**Consigne**:
Répondez à ces questions sur le texte consacré au plan Ecophyto :
1. Quelle baisse la stratégie «Ecophyto 2030» vise-t-elle, et par rapport à quelle période ?
2. Combien d'organisations environnementales ont vivement contesté le plan ce lundi 12 février ?
3. Qu'a annoncé le Premier ministre, Gabriel Attal, le 1er février ?

**Texte proposé**:
Voilà plus de quinze ans que les différents gouvernements français bataillent à réduire l’usage des pesticides dans les champs. En vain. La dernière version du plan Ecophyto – la stratégie «Ecophyto 2030» présentée en octobre par les ministères concernés – a pour objectif une baisse de 50 % de l’utilisation des produits phytopharmaceutiques (les pesticides, donc), à l’horizon 2030 par rapport à la période 2015-2017. Ce lundi 12 février, il a fait l’objet d’une vive contestation par huit organisations environnementales, qui condamnent la remise en cause du Nodu.
Pour mesurer si, effectivement, les agriculteurs épandent bel et bien de moins en moins de pesticides, le gouvernement se réfère au fameux Nodu, un indicateur technique controversé. Le 1er février, face à la gronde des lobbyistes des pesticides et de la FNSEA, le Premier ministre, Gabriel Attal, a annoncé la suspension du plan Ecophyto, «le temps de mettre en place un nouvel indicateur». Ce qui n’a pas manqué de provoquer l’ire des associations environnementales. Libération fait le point.

**Données disponibles**:
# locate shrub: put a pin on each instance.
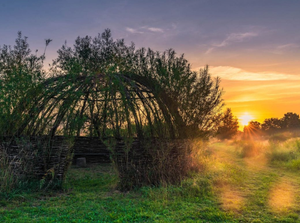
(154, 162)
(248, 148)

**Réponse complète**:
1. Une baisse de 50 % de l'utilisation des produits phytopharmaceutiques à l'horizon 2030, par rapport à la période 2015-2017.
2. Huit organisations environnementales.
3. La suspension du plan Ecophyto, «le temps de mettre en place un nouvel indicateur».